Region pointing data:
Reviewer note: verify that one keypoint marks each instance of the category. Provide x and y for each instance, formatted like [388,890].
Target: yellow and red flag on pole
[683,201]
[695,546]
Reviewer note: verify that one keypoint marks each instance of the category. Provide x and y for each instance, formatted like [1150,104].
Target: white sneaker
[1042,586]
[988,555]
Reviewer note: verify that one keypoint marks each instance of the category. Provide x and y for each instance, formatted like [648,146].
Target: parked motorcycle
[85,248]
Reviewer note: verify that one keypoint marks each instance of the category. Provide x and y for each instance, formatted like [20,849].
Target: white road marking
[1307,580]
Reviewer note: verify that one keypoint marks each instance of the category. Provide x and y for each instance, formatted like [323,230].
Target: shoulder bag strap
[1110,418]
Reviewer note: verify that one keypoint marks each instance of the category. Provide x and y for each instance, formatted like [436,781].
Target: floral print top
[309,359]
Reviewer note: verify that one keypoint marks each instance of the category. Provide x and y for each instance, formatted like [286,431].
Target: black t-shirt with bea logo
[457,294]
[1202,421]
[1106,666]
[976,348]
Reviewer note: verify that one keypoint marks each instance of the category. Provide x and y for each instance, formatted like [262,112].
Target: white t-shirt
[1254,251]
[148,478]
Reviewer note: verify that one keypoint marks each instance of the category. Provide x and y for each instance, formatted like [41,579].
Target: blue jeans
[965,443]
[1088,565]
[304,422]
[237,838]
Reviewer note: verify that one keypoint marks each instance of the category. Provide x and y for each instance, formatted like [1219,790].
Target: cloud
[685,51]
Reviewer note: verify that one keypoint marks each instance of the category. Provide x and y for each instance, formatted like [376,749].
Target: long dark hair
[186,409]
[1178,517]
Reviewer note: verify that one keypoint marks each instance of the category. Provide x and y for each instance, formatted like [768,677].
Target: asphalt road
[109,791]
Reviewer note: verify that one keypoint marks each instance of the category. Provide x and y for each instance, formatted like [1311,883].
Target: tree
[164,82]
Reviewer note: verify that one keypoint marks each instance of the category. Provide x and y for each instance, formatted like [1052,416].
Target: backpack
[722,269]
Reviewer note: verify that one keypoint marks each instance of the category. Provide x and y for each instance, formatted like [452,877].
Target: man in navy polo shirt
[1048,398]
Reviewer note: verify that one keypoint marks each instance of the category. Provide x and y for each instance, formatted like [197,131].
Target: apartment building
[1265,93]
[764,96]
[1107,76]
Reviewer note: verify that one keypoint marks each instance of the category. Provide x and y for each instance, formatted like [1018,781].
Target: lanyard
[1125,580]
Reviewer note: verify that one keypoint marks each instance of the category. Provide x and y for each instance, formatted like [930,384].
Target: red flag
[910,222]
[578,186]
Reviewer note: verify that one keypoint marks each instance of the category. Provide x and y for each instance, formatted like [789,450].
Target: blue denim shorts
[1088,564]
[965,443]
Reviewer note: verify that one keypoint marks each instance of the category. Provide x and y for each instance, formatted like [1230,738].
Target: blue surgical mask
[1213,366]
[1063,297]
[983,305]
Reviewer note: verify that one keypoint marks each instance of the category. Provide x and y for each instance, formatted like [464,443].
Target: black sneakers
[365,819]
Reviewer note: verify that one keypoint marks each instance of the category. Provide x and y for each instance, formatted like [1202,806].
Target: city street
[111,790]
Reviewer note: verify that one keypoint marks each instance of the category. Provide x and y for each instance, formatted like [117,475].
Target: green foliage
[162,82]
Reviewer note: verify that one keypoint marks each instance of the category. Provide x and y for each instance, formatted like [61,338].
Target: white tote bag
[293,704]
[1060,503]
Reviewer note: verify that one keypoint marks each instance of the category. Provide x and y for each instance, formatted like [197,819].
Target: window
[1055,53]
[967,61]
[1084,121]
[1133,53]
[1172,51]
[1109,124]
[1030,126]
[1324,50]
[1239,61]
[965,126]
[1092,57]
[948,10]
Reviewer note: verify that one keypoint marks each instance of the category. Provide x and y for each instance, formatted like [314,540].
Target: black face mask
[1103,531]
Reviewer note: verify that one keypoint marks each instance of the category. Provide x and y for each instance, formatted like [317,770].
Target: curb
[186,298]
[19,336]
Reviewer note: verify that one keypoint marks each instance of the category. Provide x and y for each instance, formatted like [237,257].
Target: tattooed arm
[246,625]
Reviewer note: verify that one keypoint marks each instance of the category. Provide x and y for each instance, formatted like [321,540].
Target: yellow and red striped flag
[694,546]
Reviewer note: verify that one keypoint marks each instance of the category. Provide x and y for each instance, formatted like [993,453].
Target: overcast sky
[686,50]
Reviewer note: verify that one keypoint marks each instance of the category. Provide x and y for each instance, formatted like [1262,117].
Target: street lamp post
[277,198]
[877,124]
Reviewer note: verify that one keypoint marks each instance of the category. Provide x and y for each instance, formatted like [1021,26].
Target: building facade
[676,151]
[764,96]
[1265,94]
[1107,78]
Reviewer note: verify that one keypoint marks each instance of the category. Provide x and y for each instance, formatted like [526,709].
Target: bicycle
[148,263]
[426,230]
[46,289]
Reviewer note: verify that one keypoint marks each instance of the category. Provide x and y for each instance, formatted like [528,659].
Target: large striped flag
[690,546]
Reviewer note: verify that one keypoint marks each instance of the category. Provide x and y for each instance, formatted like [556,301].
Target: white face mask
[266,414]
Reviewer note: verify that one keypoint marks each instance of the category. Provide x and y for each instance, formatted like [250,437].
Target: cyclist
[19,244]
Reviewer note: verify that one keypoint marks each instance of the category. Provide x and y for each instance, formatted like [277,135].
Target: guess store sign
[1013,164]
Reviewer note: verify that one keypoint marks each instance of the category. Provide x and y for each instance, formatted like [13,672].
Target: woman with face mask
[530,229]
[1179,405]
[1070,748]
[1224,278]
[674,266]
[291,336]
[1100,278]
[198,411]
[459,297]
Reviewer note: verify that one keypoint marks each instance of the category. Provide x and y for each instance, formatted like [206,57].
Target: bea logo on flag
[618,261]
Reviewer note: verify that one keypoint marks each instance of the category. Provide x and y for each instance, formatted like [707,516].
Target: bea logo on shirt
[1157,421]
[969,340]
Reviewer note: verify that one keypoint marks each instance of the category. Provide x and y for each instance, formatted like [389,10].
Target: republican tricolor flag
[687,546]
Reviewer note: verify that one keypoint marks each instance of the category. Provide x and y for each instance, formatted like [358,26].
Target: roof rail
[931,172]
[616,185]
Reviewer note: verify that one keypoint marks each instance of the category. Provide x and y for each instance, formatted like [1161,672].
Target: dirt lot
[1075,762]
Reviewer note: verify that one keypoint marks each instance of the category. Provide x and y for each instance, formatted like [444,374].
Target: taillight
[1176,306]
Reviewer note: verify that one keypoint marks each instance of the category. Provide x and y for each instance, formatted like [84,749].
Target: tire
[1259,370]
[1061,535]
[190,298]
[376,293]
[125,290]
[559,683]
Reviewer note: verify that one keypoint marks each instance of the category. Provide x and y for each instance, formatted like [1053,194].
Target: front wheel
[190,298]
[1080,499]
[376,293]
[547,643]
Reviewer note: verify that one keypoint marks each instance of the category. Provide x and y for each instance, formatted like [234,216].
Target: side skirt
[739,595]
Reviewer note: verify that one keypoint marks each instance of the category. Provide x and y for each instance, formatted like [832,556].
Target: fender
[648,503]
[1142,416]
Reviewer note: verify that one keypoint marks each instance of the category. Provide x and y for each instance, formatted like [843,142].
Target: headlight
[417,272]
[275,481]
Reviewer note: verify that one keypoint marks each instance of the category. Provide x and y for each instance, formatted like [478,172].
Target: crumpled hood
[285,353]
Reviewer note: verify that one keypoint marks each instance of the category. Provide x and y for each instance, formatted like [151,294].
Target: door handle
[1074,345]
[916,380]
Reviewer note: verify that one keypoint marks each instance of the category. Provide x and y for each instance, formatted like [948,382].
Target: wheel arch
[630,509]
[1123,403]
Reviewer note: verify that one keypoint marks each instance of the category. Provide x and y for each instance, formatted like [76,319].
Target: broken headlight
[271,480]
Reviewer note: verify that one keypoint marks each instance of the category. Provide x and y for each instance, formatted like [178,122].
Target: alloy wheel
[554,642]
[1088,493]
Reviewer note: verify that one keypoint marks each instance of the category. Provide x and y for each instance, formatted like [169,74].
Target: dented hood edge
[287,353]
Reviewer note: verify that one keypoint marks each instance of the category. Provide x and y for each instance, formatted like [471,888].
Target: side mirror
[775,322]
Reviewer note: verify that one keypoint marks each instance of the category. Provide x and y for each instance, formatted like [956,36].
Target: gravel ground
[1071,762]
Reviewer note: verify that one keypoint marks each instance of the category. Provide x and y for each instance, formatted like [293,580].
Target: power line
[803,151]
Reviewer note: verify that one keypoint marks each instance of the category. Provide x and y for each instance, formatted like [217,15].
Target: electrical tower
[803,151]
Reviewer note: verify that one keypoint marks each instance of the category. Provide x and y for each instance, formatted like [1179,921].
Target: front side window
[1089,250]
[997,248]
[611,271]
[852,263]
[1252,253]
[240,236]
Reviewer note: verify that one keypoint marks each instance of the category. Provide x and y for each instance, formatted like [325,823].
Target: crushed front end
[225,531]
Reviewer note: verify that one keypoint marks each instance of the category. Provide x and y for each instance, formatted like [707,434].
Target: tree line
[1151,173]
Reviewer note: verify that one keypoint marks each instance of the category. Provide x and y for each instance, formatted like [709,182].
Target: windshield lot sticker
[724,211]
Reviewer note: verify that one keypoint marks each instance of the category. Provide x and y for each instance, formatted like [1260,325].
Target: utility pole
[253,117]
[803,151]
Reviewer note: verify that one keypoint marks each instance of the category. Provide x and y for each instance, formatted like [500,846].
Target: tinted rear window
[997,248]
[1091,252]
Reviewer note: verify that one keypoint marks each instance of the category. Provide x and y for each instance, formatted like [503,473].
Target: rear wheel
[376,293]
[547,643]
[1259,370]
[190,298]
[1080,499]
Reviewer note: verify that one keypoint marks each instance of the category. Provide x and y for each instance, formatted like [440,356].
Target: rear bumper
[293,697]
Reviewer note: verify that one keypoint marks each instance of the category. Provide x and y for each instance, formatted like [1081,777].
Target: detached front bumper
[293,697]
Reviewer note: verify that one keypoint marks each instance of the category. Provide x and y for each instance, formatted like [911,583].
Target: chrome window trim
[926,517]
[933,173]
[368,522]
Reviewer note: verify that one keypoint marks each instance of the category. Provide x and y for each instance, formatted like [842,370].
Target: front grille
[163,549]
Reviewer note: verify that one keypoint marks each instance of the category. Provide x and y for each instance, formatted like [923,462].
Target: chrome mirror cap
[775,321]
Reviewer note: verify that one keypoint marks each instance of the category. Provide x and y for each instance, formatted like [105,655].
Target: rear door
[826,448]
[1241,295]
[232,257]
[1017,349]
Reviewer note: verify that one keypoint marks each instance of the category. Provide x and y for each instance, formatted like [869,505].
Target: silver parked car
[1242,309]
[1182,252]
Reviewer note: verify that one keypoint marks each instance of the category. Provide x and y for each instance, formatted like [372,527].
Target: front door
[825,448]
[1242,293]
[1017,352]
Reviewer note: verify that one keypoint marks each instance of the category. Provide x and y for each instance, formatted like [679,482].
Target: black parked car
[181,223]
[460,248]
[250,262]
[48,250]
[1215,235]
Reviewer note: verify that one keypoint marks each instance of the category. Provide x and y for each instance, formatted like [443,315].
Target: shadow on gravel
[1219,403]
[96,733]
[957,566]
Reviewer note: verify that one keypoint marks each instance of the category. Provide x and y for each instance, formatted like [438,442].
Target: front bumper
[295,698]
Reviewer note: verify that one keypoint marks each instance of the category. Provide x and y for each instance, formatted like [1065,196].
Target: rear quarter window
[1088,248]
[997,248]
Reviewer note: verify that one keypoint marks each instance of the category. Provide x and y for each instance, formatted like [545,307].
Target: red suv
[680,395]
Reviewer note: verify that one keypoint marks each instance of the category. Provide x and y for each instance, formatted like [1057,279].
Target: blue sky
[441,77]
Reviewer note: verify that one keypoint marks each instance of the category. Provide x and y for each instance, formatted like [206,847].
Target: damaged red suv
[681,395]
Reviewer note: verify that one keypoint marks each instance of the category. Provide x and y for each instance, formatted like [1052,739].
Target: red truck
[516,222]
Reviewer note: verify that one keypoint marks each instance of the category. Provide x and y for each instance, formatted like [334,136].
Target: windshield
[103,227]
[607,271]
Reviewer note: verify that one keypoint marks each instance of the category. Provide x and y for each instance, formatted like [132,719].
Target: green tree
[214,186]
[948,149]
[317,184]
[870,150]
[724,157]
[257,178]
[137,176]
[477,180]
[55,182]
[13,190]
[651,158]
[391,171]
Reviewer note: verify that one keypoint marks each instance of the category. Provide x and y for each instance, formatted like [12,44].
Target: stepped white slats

| Exercise |
Extract from the records above the lines from the one containing "formatted like [648,146]." to the one containing "formatted like [1052,416].", both lines included, exactly as they appear and with nothing else.

| Task output |
Reviewer note: verify that one keypoint marks each instance of the category. Provide x and y for each instance, formatted like [648,146].
Target: parked motorcycle
[85,248]
Reviewer note: verify that one keypoint marks each instance of the category. Provide x and y for each instance, formatted like [20,849].
Target: white road marking
[1307,580]
Reviewer note: verify that one keypoint marks each instance of the category. Provide x and y for each instance, formatted like [323,230].
Target: shoulder bag strap
[1110,418]
Reviewer note: verify that one keypoint marks each instance of the category. Provide x and y for each instance, formatted like [436,781].
Target: floral print top
[309,359]
Reviewer note: verify that one keypoint marks each instance of the category. Provide x and y for each instance, formatted like [286,431].
Target: black t-shirt with bea logo
[457,294]
[1202,421]
[1106,666]
[976,348]
Reviewer note: verify that one keypoint marks each instance of the category. Provide x and y for each instance, formatted like [262,112].
Target: white t-shirt
[1254,251]
[148,478]
Reviewer note: verify that one keypoint marks each instance of the category. Provide x and y for each instance, formatted like [41,579].
Target: blue jeans
[965,443]
[1088,565]
[304,422]
[237,838]
Reviewer note: verify that one keypoint marks each instance of the category. Provide x and y for each instance, formatted like [1219,790].
Target: cloud
[685,51]
Reviewer note: verify that one keypoint marks each instance of the category. Provide x and y for each instance, formatted like [376,749].
Target: long dark hair
[186,409]
[1178,517]
Reviewer note: verify that one keypoint marks each instance of the category. Provide x and y for each instance, formatted like [768,677].
Target: asphalt road
[109,791]
Reviewer note: verify that one keypoint marks each instance of the category. Provide x and y for each instance, formatted like [1311,883].
Target: tree
[164,82]
Reviewer note: verify that one keypoint marks each instance of the category. Provide x and y for each instance, formatted like [1052,416].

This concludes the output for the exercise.